More money – The South China Morning Post reports comments made by Yi Gang, governor of the People’s Bank of China, at a closed-door session at China Development Forum over the weekend. Yi said that the target of reaching peak carbon emissions before 2030 and becoming carbon neutral by 2060 had raised new and higher demands for the bank. He estimated that it would need hundreds of trillions of yuan to fund the programme and the government could only cover a small proportion. (Carbon Brief)


Xpansiv expansion – Spot environmental commodities exchange and market data firm Xpansiv has bought OTX, an Anglo-Italian market platform for compulsory stockholding obligations – government-imposed oil product storage mandates – and renewable fuels. The companies believe the deal will benefit their big-emitting customers address their exposure to climate risk via a platform that will incorporate conventional and bio-based fuels.

= Referring expression pointing data =
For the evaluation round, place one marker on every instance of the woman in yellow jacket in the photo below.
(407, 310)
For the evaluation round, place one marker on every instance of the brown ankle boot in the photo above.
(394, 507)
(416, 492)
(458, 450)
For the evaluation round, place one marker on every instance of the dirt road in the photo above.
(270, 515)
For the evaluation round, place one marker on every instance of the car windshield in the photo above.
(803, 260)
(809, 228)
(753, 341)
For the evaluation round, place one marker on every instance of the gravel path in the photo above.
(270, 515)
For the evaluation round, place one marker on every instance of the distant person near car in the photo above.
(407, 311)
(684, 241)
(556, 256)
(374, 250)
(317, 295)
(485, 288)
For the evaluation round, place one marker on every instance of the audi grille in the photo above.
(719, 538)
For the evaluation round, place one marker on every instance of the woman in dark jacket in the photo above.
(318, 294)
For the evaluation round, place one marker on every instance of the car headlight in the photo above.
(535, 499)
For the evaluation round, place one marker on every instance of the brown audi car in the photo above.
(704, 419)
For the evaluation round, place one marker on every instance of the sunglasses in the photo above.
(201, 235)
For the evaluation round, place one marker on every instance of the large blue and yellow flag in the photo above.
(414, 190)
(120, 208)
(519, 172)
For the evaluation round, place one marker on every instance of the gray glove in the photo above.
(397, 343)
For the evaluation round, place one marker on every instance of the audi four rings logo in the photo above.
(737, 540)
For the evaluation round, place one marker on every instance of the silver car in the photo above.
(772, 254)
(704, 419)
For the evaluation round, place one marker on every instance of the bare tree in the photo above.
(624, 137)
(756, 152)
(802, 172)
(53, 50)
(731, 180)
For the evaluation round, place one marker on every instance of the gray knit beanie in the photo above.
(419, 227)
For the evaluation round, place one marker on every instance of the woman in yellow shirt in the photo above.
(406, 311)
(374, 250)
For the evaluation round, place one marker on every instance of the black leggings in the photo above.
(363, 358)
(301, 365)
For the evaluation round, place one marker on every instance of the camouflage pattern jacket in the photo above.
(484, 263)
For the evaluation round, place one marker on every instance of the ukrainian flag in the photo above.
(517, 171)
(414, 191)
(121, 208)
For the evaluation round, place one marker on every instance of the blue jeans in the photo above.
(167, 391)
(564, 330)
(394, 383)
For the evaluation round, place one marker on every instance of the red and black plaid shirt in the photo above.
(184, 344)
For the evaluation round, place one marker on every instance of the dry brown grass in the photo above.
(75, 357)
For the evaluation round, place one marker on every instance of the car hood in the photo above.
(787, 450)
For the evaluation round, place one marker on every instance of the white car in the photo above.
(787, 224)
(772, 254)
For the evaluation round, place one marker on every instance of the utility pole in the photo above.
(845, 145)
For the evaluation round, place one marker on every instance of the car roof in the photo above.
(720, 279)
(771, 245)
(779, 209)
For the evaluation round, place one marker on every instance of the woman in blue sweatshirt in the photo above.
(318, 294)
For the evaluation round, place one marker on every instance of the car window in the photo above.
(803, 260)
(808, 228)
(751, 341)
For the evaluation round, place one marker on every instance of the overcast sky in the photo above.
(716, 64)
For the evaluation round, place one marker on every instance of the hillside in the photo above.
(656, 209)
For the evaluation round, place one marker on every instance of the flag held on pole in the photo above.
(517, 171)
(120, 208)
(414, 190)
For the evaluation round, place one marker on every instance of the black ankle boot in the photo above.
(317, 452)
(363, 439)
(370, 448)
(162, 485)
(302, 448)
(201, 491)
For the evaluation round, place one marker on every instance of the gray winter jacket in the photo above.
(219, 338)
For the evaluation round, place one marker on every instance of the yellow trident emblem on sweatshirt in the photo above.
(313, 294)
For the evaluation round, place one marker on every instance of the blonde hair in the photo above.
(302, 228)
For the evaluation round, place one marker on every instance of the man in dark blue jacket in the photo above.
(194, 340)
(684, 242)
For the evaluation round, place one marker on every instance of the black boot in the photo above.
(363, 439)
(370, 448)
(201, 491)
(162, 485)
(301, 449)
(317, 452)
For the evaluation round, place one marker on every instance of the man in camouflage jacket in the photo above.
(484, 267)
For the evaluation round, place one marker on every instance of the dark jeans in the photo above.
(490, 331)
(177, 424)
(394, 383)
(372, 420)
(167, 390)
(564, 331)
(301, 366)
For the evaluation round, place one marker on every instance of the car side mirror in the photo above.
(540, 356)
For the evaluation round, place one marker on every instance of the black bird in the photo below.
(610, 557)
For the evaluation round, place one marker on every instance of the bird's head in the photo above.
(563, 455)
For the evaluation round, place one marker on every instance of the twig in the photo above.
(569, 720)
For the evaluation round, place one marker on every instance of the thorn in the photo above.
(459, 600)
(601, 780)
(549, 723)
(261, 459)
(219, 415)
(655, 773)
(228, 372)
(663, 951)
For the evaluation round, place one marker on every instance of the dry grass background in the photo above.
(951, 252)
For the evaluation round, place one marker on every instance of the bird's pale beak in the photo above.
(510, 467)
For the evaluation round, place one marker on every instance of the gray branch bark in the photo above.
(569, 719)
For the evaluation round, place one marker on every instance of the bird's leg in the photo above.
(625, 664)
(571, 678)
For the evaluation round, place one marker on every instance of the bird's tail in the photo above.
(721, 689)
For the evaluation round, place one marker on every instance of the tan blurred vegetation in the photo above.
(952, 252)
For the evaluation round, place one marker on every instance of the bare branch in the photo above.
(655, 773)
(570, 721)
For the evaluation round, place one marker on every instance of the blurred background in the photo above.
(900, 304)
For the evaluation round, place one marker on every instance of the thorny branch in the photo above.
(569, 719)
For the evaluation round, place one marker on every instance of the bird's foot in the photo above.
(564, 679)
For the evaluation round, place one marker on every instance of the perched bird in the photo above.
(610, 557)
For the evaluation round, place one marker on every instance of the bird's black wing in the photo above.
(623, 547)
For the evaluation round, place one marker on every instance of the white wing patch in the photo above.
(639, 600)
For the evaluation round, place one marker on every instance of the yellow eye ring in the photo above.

= ASSIGNMENT =
In the climate finance news text, rewrite the part that opens with the words containing "Xpansiv expansion –" and closes with "and bio-based fuels.", changing "platform" to "venue".

= SOLUTION FOR THIS EXERCISE =
Xpansiv expansion – Spot environmental commodities exchange and market data firm Xpansiv has bought OTX, an Anglo-Italian market venue for compulsory stockholding obligations – government-imposed oil product storage mandates – and renewable fuels. The companies believe the deal will benefit their big-emitting customers address their exposure to climate risk via a venue that will incorporate conventional and bio-based fuels.